PROBLEM REQUIREMENTS: Could you write out the records below again, substituting "Could you provide" for every occurrence of "Would you be able to give" and leaving everything else unchanged?

** Start DATA FOR THIS EXERCISE **

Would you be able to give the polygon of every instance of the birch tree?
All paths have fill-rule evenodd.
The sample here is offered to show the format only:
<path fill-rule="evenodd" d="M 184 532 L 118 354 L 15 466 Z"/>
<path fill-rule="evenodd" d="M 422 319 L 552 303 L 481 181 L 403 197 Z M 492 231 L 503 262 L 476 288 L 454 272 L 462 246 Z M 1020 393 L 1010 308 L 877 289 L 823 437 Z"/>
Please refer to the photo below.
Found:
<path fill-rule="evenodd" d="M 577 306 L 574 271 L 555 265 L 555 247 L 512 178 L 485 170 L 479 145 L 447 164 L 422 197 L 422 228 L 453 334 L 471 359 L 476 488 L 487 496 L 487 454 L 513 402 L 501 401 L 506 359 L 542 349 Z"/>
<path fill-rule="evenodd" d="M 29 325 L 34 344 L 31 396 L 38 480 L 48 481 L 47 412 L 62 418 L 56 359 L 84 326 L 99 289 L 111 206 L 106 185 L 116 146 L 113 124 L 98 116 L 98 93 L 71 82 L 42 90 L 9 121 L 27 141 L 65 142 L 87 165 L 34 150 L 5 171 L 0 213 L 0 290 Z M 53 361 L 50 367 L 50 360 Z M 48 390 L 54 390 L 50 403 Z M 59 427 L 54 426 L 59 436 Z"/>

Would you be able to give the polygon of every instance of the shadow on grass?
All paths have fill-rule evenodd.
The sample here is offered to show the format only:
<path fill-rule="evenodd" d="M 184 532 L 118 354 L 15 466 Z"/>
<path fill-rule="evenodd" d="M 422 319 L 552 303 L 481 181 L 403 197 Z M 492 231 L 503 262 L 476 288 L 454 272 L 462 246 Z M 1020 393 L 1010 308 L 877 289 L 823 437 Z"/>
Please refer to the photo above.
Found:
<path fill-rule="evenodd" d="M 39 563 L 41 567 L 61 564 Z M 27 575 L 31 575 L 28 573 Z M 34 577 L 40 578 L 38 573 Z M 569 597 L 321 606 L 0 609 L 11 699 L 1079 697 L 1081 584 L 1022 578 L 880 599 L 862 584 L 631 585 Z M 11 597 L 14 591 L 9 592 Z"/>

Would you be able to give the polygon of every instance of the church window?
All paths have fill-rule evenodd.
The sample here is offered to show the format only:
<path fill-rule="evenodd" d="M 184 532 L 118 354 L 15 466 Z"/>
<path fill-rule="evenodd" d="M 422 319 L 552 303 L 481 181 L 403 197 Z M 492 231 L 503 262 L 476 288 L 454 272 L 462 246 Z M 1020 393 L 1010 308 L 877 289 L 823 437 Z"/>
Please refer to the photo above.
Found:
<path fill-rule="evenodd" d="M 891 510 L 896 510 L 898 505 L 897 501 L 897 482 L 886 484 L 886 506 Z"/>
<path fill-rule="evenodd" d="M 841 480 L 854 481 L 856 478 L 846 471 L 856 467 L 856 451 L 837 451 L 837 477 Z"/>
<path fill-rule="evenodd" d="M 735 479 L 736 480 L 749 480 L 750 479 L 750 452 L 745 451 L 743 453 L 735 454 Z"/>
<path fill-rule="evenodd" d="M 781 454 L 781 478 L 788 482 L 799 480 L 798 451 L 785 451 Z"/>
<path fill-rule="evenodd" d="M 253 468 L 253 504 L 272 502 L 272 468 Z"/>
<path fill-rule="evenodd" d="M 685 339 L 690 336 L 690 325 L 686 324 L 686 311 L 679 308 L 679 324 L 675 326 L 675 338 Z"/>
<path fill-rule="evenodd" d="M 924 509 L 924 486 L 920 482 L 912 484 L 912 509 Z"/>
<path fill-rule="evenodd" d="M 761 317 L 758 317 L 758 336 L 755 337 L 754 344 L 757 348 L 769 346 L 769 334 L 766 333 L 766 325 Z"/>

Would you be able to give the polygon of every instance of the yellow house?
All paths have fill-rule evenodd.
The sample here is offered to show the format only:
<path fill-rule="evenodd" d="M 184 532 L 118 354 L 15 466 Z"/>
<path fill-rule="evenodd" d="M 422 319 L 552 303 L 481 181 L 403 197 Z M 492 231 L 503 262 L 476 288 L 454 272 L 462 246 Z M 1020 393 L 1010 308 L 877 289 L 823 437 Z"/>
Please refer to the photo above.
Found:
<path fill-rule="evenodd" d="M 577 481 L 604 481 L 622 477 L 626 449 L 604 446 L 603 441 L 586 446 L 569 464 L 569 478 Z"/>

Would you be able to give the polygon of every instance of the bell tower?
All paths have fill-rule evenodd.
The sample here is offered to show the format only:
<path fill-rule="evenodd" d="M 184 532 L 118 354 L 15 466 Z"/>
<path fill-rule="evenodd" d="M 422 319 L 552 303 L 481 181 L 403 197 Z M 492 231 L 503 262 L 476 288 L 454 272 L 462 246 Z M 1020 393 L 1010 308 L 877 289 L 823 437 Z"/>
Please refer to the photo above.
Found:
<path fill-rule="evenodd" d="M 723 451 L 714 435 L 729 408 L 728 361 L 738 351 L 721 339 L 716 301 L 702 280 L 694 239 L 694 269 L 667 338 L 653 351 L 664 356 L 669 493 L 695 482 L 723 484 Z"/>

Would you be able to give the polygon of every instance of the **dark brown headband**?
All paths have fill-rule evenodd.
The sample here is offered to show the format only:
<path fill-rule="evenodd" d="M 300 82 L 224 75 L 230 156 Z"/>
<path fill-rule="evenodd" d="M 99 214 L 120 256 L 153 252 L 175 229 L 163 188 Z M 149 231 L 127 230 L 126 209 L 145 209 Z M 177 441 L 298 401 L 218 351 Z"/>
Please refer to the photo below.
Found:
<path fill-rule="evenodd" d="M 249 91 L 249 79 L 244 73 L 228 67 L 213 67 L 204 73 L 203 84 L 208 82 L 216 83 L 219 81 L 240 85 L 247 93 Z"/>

** End DATA FOR THIS EXERCISE **

TASK RESPONSE:
Could you provide the polygon of every instance of the birch tree?
All paths have fill-rule evenodd.
The sample here is offered to show the format only:
<path fill-rule="evenodd" d="M 184 532 L 118 354 L 15 466 Z"/>
<path fill-rule="evenodd" d="M 422 319 L 552 303 L 481 181 L 403 197 Z M 492 231 L 503 262 L 476 288 L 454 272 L 462 246 Z M 1020 393 L 1010 308 L 877 289 L 823 437 Z"/>
Please refer to the photo below.
Found:
<path fill-rule="evenodd" d="M 577 306 L 574 271 L 555 265 L 555 247 L 512 178 L 485 170 L 479 145 L 447 164 L 422 197 L 422 228 L 453 334 L 471 359 L 476 488 L 487 496 L 487 454 L 513 402 L 501 401 L 506 359 L 542 349 Z"/>
<path fill-rule="evenodd" d="M 29 325 L 34 344 L 31 396 L 38 480 L 48 481 L 47 412 L 62 418 L 56 359 L 84 326 L 99 289 L 111 206 L 106 185 L 116 146 L 113 124 L 98 116 L 98 93 L 71 82 L 42 90 L 9 121 L 27 141 L 65 142 L 87 165 L 34 150 L 5 171 L 0 213 L 0 290 Z M 53 361 L 50 367 L 50 360 Z M 48 390 L 54 390 L 50 403 Z M 59 427 L 54 426 L 59 436 Z"/>

Could you provide the polygon of every instance of the shadow on grass?
All paths have fill-rule evenodd.
The sample here is offered to show the format only:
<path fill-rule="evenodd" d="M 184 532 L 118 354 L 15 466 Z"/>
<path fill-rule="evenodd" d="M 422 319 L 552 303 L 481 181 L 403 197 Z M 492 231 L 503 262 L 476 288 L 454 272 L 462 246 Z M 1020 393 L 1010 308 L 877 289 L 823 437 Z"/>
Please refer to the photo above.
Found:
<path fill-rule="evenodd" d="M 39 563 L 41 567 L 61 564 Z M 27 575 L 31 575 L 28 573 Z M 34 577 L 40 578 L 38 573 Z M 569 597 L 321 606 L 0 609 L 11 699 L 1079 697 L 1081 584 L 1022 578 L 880 599 L 862 584 L 631 585 Z M 11 597 L 14 591 L 9 592 Z"/>

Could you provide the polygon of every instance of the church window?
All paths have fill-rule evenodd.
The sample here is offered to show the format only:
<path fill-rule="evenodd" d="M 184 532 L 118 354 L 15 466 Z"/>
<path fill-rule="evenodd" d="M 422 319 L 552 303 L 481 181 L 403 197 Z M 492 231 L 503 262 L 476 288 L 454 272 L 462 246 Z M 1020 393 L 1010 308 L 877 289 L 823 437 Z"/>
Please refer to the photo above.
Found:
<path fill-rule="evenodd" d="M 891 510 L 896 510 L 898 505 L 897 501 L 897 482 L 886 484 L 886 506 Z"/>
<path fill-rule="evenodd" d="M 841 480 L 854 481 L 856 478 L 846 471 L 856 467 L 856 451 L 837 451 L 837 477 Z"/>
<path fill-rule="evenodd" d="M 735 479 L 736 480 L 749 480 L 750 479 L 750 452 L 745 451 L 743 453 L 735 454 Z"/>
<path fill-rule="evenodd" d="M 781 454 L 781 478 L 788 482 L 799 480 L 798 451 L 785 451 Z"/>
<path fill-rule="evenodd" d="M 253 468 L 253 504 L 272 502 L 272 468 Z"/>
<path fill-rule="evenodd" d="M 685 339 L 690 336 L 690 325 L 686 324 L 686 311 L 679 308 L 679 324 L 675 326 L 675 338 Z"/>
<path fill-rule="evenodd" d="M 924 509 L 924 486 L 920 482 L 912 484 L 912 509 Z"/>
<path fill-rule="evenodd" d="M 761 317 L 758 317 L 758 336 L 755 337 L 754 344 L 757 348 L 769 346 L 769 334 L 766 333 L 766 325 Z"/>

Could you provide the polygon of every instance of the yellow house?
All paths have fill-rule evenodd.
The sample here is offered to show the format only:
<path fill-rule="evenodd" d="M 184 532 L 118 354 L 15 466 Z"/>
<path fill-rule="evenodd" d="M 422 319 L 552 303 L 481 181 L 403 197 Z M 492 231 L 503 262 L 476 288 L 454 272 L 462 246 Z M 1020 393 L 1010 308 L 877 289 L 823 437 Z"/>
Please refer to the photo above.
Found:
<path fill-rule="evenodd" d="M 577 481 L 604 481 L 622 477 L 626 449 L 604 446 L 603 441 L 586 446 L 569 464 L 569 478 Z"/>

Could you provide the polygon of every instance of the bell tower?
All paths have fill-rule evenodd.
The sample here is offered to show the format only:
<path fill-rule="evenodd" d="M 184 532 L 118 354 L 15 466 Z"/>
<path fill-rule="evenodd" d="M 422 319 L 552 303 L 481 181 L 403 197 Z M 492 231 L 503 262 L 476 288 L 454 272 L 462 246 Z M 1020 393 L 1010 308 L 877 289 L 823 437 Z"/>
Please refer to the photo above.
Found:
<path fill-rule="evenodd" d="M 723 451 L 714 435 L 729 408 L 728 361 L 738 351 L 721 339 L 716 301 L 702 280 L 694 239 L 694 269 L 667 338 L 653 351 L 664 356 L 669 493 L 695 482 L 723 484 Z"/>

Could you provide the polygon of every instance of the **dark brown headband**?
All paths have fill-rule evenodd.
The sample here is offered to show the format only:
<path fill-rule="evenodd" d="M 300 82 L 224 75 L 230 156 Z"/>
<path fill-rule="evenodd" d="M 99 214 L 120 256 L 153 252 L 175 229 L 163 188 Z M 149 231 L 127 230 L 126 209 L 145 209 Z M 177 441 L 298 401 L 218 351 Z"/>
Please refer to the photo below.
Found:
<path fill-rule="evenodd" d="M 249 91 L 249 79 L 244 73 L 228 67 L 213 67 L 204 73 L 203 84 L 208 82 L 216 83 L 219 81 L 240 85 L 247 93 Z"/>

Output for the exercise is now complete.